WORK TO DO:
1. In the article on using GPS off-grid, what motion is used to calibrate a magnetic compass app?
2. Repeat the passage of the off-grid GPS article from "Using GPS in" up to and including "battery or re-charger.", word for word.
3. Write what follows the final sentence shown of the article on using GPS in off-grid situations.

EXTRACT:
Using GPS in off-grid situations
by tonytran2015 (Melbourne, Australia).
Click here for a full, up to date ORIGINAL ARTICLE and to help fighting the stealing of readers’ traffic.
(Blog No.36).
#find North, #tine #GPS, #GPS altitude, #GPS coordinates, #GPS navigation, #off grid, #topographic map, #longitude, #latitude,
Locating where you are using the internet is great but there are times when you have no mean to connect to the internet and you have to use GPS for positioning without any assistance via the internet.
Such a situation may arise when you have no internet coverage such as when going hiking.
This posting shows how to do it with minimum battery use.
1. Requirements:
a. A phone with GPS hardware preferably with back up battery or re-charger.
b. A procedure to minimize battery usage.
c. A map with longitude and latitude coordinates printed on paper or stored in the phone (Section 8 will show how to draw those lines on any paper map).
d. An optional software to display your position on the map.

Figure: Openstreetmap for Melbourne with added cooodinates. Map has been modified from original map used under Open License from Open Street Map, the data are owned by Open Street Map Contributors.
2. Selecting a phone with good off-grid GPS capability.
I would choose one that can quickly obtain an accurate GPS value from cold start. Different phoneMarkingsand GPS apps have different sensitivities, algorithms and accuracy.
Compass app and barometer app are highly desirable additions on such a phone.
Compass app using magnetic sensors gives you the direction without having to move at speed to obtain the deduced True North.(GPS apps obtain True North using solely the tiny increments from GPS coordinates). You should know how to calibrate a magnetic compass app by the figure 8 motion.

DATA SHOWN:
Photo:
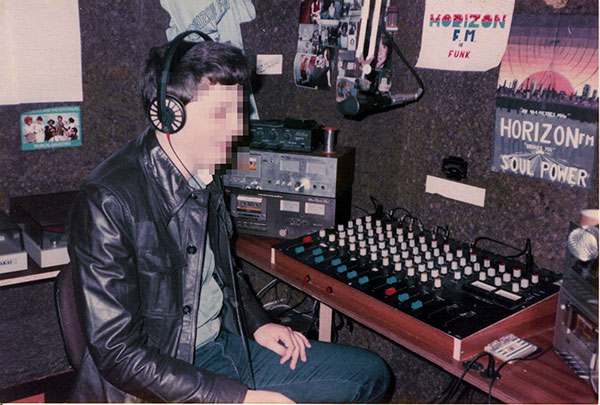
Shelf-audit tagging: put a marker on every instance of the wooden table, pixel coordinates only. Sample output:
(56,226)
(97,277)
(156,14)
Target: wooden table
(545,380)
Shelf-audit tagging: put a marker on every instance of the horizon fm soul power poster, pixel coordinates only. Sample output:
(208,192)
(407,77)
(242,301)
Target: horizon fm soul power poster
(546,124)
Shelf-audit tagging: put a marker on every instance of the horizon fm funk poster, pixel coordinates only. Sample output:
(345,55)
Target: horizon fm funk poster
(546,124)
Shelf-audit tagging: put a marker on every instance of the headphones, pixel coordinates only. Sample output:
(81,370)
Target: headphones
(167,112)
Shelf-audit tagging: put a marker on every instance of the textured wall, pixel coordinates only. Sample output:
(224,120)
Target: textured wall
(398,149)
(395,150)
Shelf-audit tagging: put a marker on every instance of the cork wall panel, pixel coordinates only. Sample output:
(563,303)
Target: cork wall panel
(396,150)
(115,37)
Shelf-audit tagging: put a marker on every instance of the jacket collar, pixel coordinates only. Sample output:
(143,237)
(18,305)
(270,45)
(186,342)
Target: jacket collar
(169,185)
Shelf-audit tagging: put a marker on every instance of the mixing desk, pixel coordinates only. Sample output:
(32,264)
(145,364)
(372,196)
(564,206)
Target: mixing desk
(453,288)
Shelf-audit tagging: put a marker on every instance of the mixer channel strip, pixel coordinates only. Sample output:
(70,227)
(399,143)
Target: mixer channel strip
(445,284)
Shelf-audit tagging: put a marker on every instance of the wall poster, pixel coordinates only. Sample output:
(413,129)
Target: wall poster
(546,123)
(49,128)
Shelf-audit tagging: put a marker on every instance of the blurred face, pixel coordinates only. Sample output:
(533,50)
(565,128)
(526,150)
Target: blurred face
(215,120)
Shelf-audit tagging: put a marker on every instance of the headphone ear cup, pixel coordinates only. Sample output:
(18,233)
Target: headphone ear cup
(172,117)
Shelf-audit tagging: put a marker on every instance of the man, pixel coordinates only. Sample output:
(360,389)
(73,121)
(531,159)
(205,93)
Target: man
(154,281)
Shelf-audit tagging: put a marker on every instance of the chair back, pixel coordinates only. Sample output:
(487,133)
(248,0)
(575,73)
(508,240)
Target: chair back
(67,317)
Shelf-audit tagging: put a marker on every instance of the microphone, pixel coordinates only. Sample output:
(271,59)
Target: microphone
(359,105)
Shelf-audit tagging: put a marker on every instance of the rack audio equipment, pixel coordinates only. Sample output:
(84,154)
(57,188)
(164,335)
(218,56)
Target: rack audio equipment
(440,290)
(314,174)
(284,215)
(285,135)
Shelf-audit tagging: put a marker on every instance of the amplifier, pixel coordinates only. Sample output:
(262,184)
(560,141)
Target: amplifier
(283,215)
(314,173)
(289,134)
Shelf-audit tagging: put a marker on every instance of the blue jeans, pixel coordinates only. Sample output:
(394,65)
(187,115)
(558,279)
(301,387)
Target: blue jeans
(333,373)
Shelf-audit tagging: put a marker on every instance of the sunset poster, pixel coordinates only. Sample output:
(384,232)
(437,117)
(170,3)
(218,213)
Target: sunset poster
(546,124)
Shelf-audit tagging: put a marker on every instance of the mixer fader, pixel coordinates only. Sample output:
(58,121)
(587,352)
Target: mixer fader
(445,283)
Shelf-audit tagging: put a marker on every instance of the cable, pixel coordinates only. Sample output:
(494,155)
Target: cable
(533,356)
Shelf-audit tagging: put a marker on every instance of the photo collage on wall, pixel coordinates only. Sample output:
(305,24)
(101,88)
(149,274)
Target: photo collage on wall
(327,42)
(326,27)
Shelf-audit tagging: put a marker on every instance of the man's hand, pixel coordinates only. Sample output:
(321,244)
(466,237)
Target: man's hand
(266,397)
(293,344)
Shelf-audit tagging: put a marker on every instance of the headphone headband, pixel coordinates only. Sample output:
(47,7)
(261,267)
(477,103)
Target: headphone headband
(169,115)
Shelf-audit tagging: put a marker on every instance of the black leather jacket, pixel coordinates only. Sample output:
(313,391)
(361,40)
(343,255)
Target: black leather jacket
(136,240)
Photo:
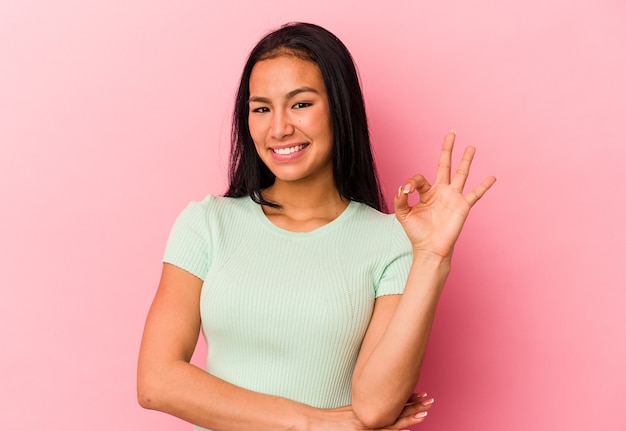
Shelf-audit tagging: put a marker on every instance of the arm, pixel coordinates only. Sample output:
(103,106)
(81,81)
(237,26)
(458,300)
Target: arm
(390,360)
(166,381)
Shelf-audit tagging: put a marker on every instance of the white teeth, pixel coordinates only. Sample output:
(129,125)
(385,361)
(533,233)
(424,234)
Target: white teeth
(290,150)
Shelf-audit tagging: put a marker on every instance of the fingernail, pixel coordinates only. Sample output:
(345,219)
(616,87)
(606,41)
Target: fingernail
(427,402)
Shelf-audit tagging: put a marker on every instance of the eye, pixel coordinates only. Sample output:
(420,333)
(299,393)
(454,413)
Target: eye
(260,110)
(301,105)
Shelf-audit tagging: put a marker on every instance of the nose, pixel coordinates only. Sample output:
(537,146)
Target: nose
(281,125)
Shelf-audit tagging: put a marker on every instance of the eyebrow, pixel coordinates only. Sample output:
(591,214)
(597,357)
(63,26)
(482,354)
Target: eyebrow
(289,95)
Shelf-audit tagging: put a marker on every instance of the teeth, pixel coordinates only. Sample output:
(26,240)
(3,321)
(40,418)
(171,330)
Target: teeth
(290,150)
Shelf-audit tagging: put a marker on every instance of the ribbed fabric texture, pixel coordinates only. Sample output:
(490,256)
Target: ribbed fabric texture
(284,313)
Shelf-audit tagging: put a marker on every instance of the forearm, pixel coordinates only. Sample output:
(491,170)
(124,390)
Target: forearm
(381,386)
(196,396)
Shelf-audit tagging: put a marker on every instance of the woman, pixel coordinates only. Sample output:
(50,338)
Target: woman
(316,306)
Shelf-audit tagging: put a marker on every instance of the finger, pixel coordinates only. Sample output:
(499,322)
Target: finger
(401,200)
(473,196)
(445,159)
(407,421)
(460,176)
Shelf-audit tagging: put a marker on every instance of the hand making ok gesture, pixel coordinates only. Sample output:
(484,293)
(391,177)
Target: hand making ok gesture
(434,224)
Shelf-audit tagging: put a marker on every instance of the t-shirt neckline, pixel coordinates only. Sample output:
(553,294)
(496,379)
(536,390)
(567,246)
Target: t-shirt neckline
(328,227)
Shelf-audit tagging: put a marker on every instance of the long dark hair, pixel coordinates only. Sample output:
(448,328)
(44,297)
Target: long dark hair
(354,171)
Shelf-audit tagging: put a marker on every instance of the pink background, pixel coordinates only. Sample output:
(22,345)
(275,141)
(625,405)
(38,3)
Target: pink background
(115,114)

REPLIES:
1. The figure 8 motion.

2.
Using GPS in off-grid situations
by tonytran2015 (Melbourne, Australia).
Click here for a full, up to date ORIGINAL ARTICLE and to help fighting the stealing of readers’ traffic.
(Blog No.36).
#find North, #tine #GPS, #GPS altitude, #GPS coordinates, #GPS navigation, #off grid, #topographic map, #longitude, #latitude,
Locating where you are using the internet is great but there are times when you have no mean to connect to the internet and you have to use GPS for positioning without any assistance via the internet.
Such a situation may arise when you have no internet coverage such as when going hiking.
This posting shows how to do it with minimum battery use.
1. Requirements:
a. A phone with GPS hardware preferably with back up battery or re-charger.

3.
Barometer app gives your accurate altitude change if you need that value for working out your position using angles and changes in altitude. Barometer app can also warn you of developing severe weather.
3. Two different pieces of hardware can give out two different GPS readings.
The following are the readings from two different smart phones placed in one place. The readings have differences of about 4m in distances in both longitude and latitude directions. (Each minute of latitude angle is one nautical mile, and each second of latitude distance is about 3m in length).


Fig 1&2: Readings from the first smart phone.


Fig 3&4: Readings from the second smart phone running the same app at the same place!
The hardware is guaranteed to give you only some accuracy. My two smart phones seem to have horizontal accuracy values of no better than 4m. Their vertical accuracy values are not better than 10m.
4. A single point may correspond to different latitude and altitude values depending on the different base surfaces used for mean sea level.
Remember that the earth is not a perfect sphere. Its rotation and non-uniform interior density creates its non-spherical surface at sea level. Vertical lines do NOT converge at the center of the earth but are only the lines at right angle to the local sea surface. The latitude and longitude of a point as determined by sextants only give the direction of its vertical line, not the intercept between the non-spherical surface and a line from the center of the earth pointing in that direction!
With that idea in mind, it is clear that a single point in space may have different latitude and altitude values depending on different type of non-spherical surface used for mean sea level.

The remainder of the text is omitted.